──────── Provided data
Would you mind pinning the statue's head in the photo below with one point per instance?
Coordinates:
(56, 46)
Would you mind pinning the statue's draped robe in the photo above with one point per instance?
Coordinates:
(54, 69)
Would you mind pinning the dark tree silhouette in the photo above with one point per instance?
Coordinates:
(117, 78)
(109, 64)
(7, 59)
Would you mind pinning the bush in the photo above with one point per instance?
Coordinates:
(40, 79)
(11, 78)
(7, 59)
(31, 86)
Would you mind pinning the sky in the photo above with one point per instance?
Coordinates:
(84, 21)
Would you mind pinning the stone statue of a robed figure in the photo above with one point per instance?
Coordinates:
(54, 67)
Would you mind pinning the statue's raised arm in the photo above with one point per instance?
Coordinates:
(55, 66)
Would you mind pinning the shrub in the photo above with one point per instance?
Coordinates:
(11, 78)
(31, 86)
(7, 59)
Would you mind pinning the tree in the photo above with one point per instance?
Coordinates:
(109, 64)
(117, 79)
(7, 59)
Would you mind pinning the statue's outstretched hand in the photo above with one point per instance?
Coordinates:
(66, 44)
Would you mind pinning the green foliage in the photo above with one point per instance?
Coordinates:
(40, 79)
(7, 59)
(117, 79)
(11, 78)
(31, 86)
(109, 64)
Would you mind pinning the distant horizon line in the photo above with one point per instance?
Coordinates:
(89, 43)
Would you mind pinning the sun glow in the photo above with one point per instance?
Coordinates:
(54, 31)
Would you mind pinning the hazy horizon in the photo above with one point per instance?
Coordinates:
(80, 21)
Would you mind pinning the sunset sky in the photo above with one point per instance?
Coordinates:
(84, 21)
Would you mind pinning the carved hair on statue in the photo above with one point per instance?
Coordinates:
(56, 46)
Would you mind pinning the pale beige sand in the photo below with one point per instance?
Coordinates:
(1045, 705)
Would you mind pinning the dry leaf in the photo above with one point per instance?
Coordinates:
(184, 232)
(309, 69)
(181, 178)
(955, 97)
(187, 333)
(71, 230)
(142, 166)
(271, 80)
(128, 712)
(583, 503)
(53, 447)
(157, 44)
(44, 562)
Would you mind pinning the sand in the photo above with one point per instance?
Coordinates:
────────────────
#### Exercise directions
Search term "below": return each line of the data that contains it.

#### Exercise output
Would you mind pinning the statue's head in the photo below with one point per instance?
Would you mind pinning the pale beige sand in the photo below with one point per instance?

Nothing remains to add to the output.